* _Work required_:
Copy each of the following entries back without change.

Records supplied Block Start

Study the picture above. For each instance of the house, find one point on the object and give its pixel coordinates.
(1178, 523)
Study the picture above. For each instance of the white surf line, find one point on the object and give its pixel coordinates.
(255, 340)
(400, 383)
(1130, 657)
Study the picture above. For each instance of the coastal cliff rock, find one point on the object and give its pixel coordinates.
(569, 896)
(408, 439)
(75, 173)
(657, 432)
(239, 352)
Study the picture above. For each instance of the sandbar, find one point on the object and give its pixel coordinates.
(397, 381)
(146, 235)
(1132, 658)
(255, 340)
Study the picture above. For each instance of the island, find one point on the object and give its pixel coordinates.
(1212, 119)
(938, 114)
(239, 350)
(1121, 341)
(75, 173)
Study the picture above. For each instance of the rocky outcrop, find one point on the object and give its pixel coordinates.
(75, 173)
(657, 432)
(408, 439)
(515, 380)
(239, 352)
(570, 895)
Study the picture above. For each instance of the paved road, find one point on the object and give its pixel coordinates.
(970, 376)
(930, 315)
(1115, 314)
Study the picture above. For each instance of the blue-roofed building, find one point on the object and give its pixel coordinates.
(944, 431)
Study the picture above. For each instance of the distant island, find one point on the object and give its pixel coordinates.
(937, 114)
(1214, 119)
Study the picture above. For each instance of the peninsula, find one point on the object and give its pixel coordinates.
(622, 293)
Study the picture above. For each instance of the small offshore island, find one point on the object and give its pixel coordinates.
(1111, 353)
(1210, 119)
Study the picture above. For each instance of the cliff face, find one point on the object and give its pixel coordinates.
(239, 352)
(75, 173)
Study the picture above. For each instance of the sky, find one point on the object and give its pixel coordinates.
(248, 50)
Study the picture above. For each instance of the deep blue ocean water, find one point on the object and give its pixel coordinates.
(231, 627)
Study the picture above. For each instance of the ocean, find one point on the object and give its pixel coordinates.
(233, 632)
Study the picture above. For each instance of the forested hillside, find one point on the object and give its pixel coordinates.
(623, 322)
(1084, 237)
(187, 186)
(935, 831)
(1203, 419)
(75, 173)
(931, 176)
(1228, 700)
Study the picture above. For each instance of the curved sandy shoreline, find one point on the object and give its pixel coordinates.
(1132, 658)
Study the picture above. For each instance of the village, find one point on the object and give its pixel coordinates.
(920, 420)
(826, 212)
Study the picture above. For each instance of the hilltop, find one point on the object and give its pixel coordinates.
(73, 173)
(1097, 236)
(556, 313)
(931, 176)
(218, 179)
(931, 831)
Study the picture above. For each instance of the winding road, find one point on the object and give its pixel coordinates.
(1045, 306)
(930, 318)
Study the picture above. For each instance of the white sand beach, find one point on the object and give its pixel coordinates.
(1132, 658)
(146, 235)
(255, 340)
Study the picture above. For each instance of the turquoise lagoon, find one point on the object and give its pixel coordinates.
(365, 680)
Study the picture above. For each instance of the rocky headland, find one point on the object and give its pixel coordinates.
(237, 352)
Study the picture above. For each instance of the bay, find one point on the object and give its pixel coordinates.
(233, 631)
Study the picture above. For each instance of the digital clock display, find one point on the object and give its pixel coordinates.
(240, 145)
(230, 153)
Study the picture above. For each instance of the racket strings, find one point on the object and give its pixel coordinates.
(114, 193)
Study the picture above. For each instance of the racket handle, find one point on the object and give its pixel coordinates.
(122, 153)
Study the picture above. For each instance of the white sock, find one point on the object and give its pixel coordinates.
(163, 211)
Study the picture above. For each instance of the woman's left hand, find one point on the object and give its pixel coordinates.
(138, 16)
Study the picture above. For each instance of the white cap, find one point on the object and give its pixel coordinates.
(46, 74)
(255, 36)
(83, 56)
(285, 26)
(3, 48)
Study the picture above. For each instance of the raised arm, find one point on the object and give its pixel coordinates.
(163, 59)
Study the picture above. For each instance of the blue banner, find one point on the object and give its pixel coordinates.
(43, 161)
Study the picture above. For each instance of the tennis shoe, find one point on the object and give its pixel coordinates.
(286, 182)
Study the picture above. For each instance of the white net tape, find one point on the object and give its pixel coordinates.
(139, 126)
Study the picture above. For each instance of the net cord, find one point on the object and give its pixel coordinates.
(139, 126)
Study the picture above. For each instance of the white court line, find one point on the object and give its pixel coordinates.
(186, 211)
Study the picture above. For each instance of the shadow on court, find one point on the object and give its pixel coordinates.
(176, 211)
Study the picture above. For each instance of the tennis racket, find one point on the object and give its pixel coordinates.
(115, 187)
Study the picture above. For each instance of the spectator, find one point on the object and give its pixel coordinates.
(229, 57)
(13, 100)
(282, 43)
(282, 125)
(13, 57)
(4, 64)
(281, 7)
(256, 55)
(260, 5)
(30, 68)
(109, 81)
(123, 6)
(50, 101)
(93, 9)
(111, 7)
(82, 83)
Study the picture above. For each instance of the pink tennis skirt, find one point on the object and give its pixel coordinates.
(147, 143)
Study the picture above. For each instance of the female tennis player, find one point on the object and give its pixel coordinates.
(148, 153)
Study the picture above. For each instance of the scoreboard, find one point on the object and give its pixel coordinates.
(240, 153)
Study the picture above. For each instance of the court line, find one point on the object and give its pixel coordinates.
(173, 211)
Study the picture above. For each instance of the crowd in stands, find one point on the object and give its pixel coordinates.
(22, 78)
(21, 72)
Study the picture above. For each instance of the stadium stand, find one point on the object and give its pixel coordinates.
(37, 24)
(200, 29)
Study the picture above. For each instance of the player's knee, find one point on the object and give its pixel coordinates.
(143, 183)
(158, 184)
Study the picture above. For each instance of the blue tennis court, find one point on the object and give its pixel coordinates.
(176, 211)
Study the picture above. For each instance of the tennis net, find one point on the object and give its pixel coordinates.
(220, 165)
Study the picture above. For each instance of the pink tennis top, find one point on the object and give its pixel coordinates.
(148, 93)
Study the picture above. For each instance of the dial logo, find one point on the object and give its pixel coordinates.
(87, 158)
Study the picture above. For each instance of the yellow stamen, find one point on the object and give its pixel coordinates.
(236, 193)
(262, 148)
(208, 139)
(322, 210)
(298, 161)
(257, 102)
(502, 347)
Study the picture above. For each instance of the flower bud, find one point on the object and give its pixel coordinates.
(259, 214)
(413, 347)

Records supplied Block End

* _Answer to the problem_:
Study the picture above. For each instance of the house, find one point on the object and give its pixel coordinates.
(1178, 523)
Study the picture above. For each instance of the white surf line, find one point on the object and give its pixel coordinates.
(255, 340)
(400, 383)
(1130, 657)
Study the picture above. For each instance of the coastal cliff rock, find one point on the object and give its pixel coordinates.
(569, 896)
(408, 439)
(75, 173)
(657, 432)
(239, 352)
Study the picture above. For each instance of the sandbar, find one point on the object and give its pixel coordinates.
(397, 381)
(146, 235)
(1132, 658)
(255, 340)
Study the picture above. For each instance of the island, find one point on the object and give its pixel coordinates.
(1212, 119)
(938, 114)
(239, 350)
(1121, 341)
(75, 173)
Study the picture above. For each instance of the rocky outcrop, find one point on the object and give its pixel coordinates.
(75, 173)
(657, 432)
(408, 439)
(515, 380)
(239, 352)
(570, 895)
Study the picture above. For each instance of the paved road, find one point on the object and give its pixel coordinates.
(970, 376)
(930, 315)
(1115, 314)
Study the picture above. For each instance of the blue-roofed building, find one point on the object and give its pixel coordinates.
(944, 431)
Study the picture above. For each instance of the distant island, find one point on the object and give its pixel coordinates.
(937, 114)
(1214, 119)
Study the picture above. For each instance of the peninsula, find one point on the object and give its pixel coordinates.
(622, 293)
Study the picture above. For each instance of the small offshore island, find one point on the object and give its pixel coordinates.
(1111, 353)
(1210, 119)
Study the picture above. For each instance of the cliff face, find one point on the object and give its pixel coordinates.
(239, 352)
(75, 173)
Study the picture above. For each instance of the sky, find one point on the object and give its pixel coordinates.
(248, 50)
Study the picture above. For each instance of the deep blue ocean water, find one point on the object and give its pixel coordinates.
(231, 627)
Study the picture above. For each instance of the ocean, find one point on the object and give its pixel coordinates.
(233, 632)
Study the picture above. For each instance of the forested hillside, find one point on the object and give its pixel coordinates.
(623, 322)
(1084, 237)
(187, 186)
(935, 831)
(1203, 419)
(75, 173)
(931, 176)
(1228, 700)
Study the picture above. For each instance of the curved sandy shoreline, find one point on the object and give its pixel coordinates.
(1132, 658)
Study the picture above. For each instance of the village, find one point on the object and give its pixel coordinates.
(920, 420)
(826, 212)
Study the picture above. For each instance of the hilltop, find one point on the object and give its pixel coordinates.
(73, 173)
(1097, 236)
(556, 313)
(931, 176)
(218, 179)
(931, 831)
Study the picture above. For each instance of the winding road, find one point on the object and give its pixel coordinates.
(1045, 306)
(930, 318)
Study the picture above. For each instance of the white sand beach, find one point on the object and give its pixel coordinates.
(1132, 658)
(146, 235)
(255, 340)
Study the picture above. For each instance of the turquoise lagoon, find one point on the object and give its pixel coordinates.
(365, 680)
Study the picture above. For each instance of the rocky headland, find one point on the object and give its pixel coordinates.
(237, 352)
Study the picture above. For each instance of the bay, find one point on the object and give its pixel coordinates.
(233, 631)
Study the picture above. For each instance of the digital clock display, find one point on the object and give its pixel coordinates.
(240, 145)
(230, 153)
Study the picture above. For each instance of the racket strings, find one point on the object and give its pixel coordinates.
(114, 193)
Study the picture above. For each instance of the racket handle, find one point on the object and give its pixel coordinates.
(122, 153)
Study the picture above. For each instance of the white sock, find one point on the object and give its pixel coordinates.
(163, 211)
Study the picture above. For each instance of the woman's left hand, find one point on the object and give its pixel coordinates.
(138, 16)
Study the picture above. For each instance of the white cap, find one point on the object and give its pixel coordinates.
(46, 74)
(255, 36)
(83, 56)
(285, 26)
(3, 48)
Study the picture above. For each instance of the raised arm, find one point on the object and give its pixel coordinates.
(163, 59)
Study the picture above. For each instance of the blue banner, find one point on the object and give its pixel coordinates.
(43, 161)
Study the picture above. For each instance of the tennis shoe, find one point on the object and give its pixel coordinates.
(286, 182)
Study the picture above. For each instance of the white net tape, find one point on the object and give its pixel coordinates.
(139, 126)
Study the picture above. For each instance of the net cord, find one point on the object and give its pixel coordinates.
(139, 126)
Study the picture above. For each instance of the white court line, find one point on the object and give its pixel coordinates.
(186, 211)
Study the picture above. For each instance of the shadow on court, find one point on the object and give its pixel coordinates.
(176, 211)
Study the picture above. For each instance of the tennis racket, find one point on the object and give its pixel coordinates.
(115, 187)
Study the picture above. For each instance of the spectator, find one point on the object and give its pixel coordinates.
(229, 57)
(13, 100)
(282, 43)
(282, 125)
(13, 57)
(4, 64)
(281, 7)
(256, 55)
(260, 5)
(30, 68)
(109, 81)
(123, 6)
(50, 101)
(93, 9)
(111, 7)
(82, 83)
Study the picture above. For each instance of the pink tennis skirt, find one point on the object and give its pixel coordinates.
(147, 143)
Study the picture above. For each instance of the female tennis player, find one point on the object and give its pixel coordinates.
(148, 153)
Study the picture above. For each instance of the scoreboard, find one point on the object and give its pixel coordinates.
(240, 153)
Study the picture above. For each instance of the court line, find one point on the object and give its pixel coordinates.
(173, 211)
Study the picture above. For each instance of the crowd in stands, find one point on the object and give its pixel coordinates.
(22, 78)
(21, 72)
Study the picture above. For each instance of the stadium stand, find one point on the object and give its pixel coordinates.
(37, 24)
(200, 29)
Study the picture above. For each instance of the player's knee, find one point on the object and give its pixel coordinates.
(143, 183)
(158, 184)
Study the picture above. For each instance of the blue tennis court, find one point on the object and give its pixel coordinates.
(176, 211)
Study the picture above. For each instance of the tennis net, find one point on the object and give its pixel coordinates.
(220, 165)
Study the picture above. For each instance of the pink tennis top, find one point on the object and give its pixel coordinates.
(148, 93)
Study the picture above. For each instance of the dial logo, find one point on the object and give its pixel coordinates.
(87, 158)
Study the picture above. For each instance of the yellow stamen, find one point on the object and give its pixel coordinates.
(236, 193)
(262, 148)
(208, 139)
(322, 210)
(298, 161)
(257, 102)
(502, 347)
Study the picture above. For each instance of the flower bud, find one point on the object and give its pixel coordinates.
(259, 214)
(413, 347)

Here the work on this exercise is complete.